Stored items:
******************************

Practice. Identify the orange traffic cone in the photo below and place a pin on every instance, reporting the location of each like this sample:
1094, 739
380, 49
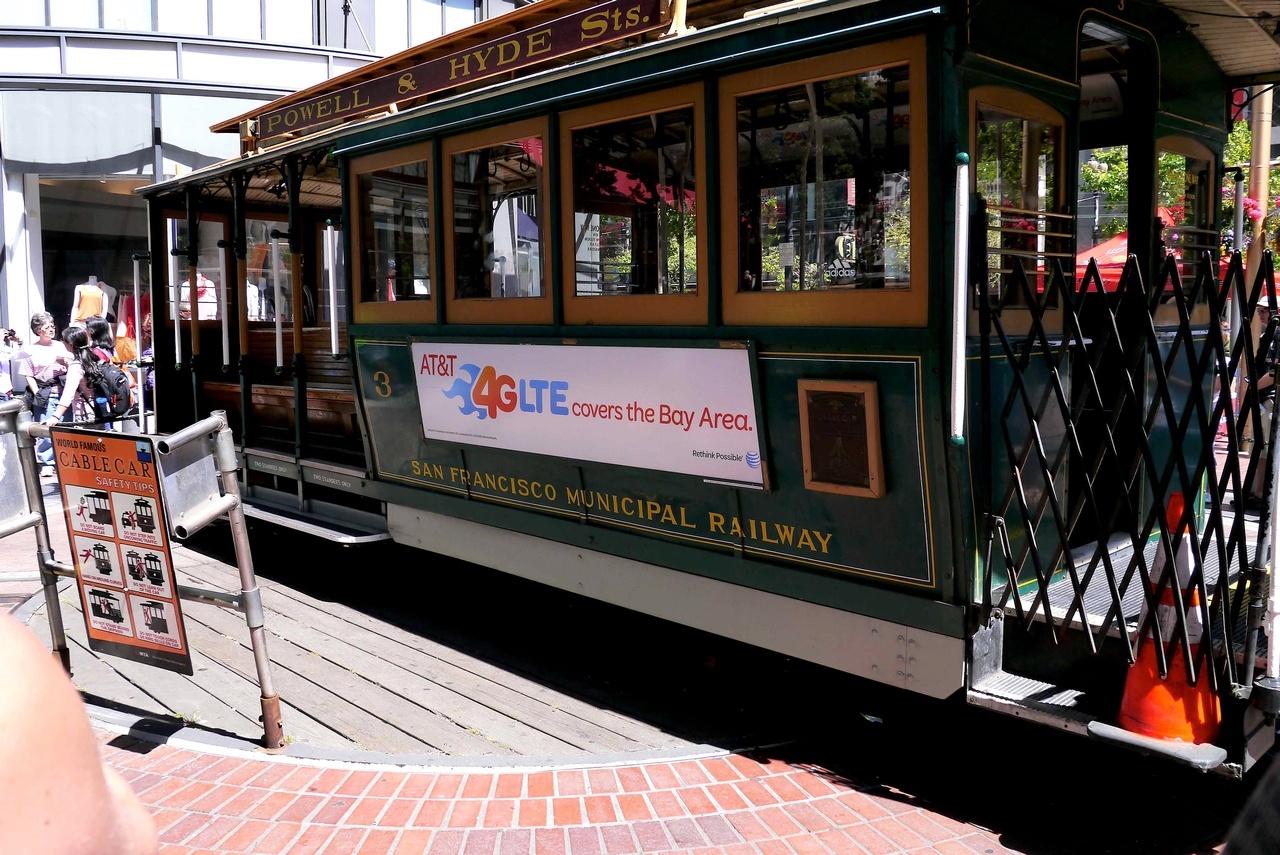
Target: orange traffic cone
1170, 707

******************************

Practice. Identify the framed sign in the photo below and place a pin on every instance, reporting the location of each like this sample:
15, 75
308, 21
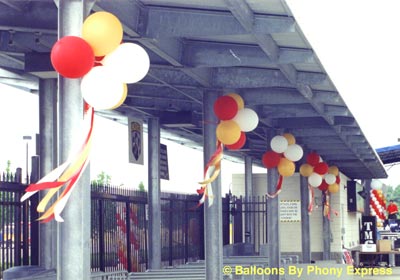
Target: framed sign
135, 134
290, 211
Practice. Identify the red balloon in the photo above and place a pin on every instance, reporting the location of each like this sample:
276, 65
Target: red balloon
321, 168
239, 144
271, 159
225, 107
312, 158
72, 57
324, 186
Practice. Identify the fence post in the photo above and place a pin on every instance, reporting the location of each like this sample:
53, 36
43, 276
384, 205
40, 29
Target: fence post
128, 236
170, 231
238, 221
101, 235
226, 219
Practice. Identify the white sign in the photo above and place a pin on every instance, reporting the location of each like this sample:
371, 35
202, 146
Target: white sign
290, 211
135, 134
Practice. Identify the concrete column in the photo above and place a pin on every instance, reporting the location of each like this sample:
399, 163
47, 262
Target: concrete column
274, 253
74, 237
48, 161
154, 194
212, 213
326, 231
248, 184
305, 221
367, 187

******************************

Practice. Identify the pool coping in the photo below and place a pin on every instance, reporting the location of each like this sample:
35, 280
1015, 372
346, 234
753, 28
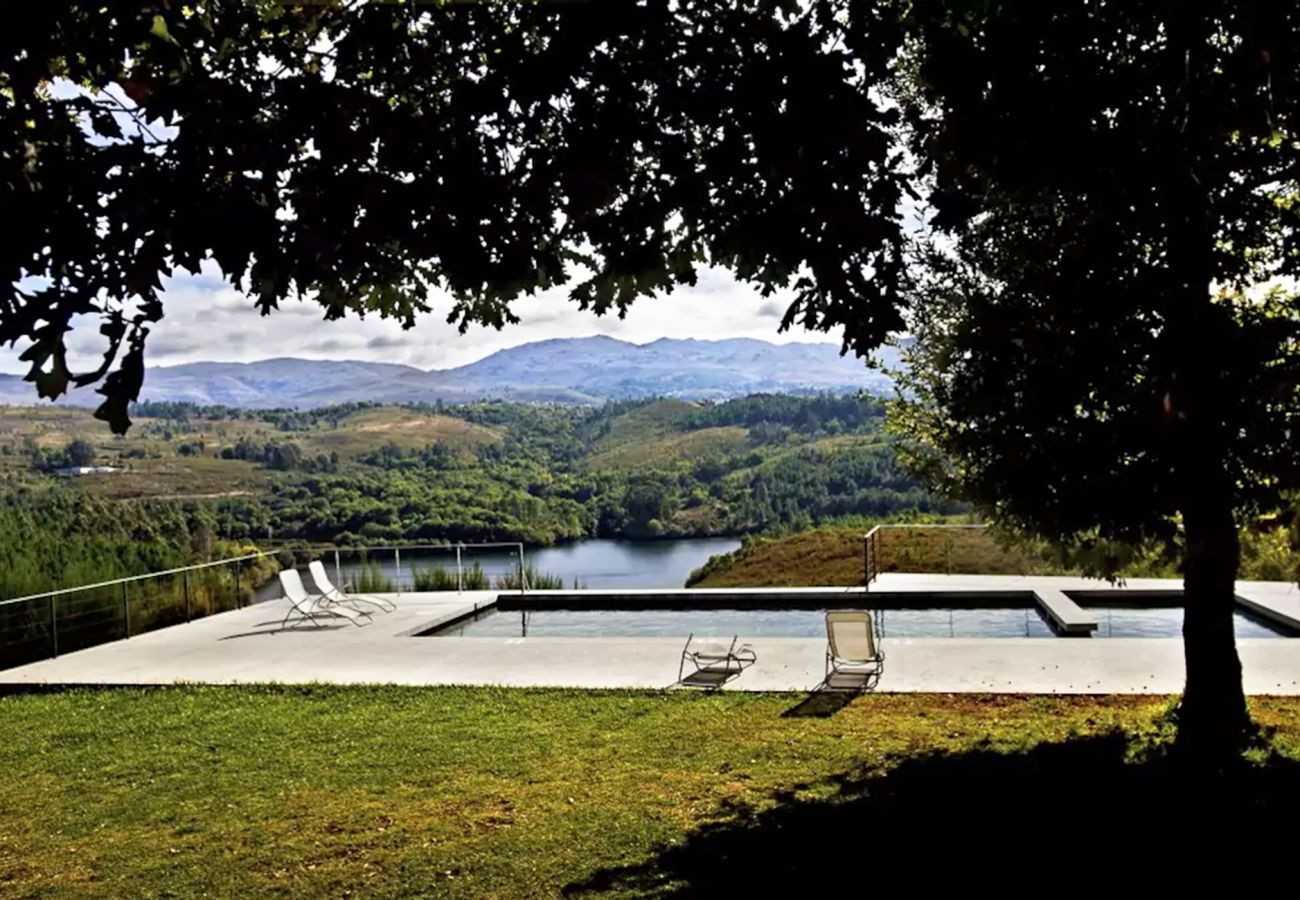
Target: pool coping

******************************

» Aim:
Locate each line in the records above that contains the word "sign", and copy every such line in full.

» Final answer:
Practice. Identify the framed sign in the photo below and place a pin on every instance, reporting the location of each like this sample:
Target: framed sign
Practice. Identify the white sign in the photo above and place a pin on every instance, reporting the location of each like this sample:
Target: white sign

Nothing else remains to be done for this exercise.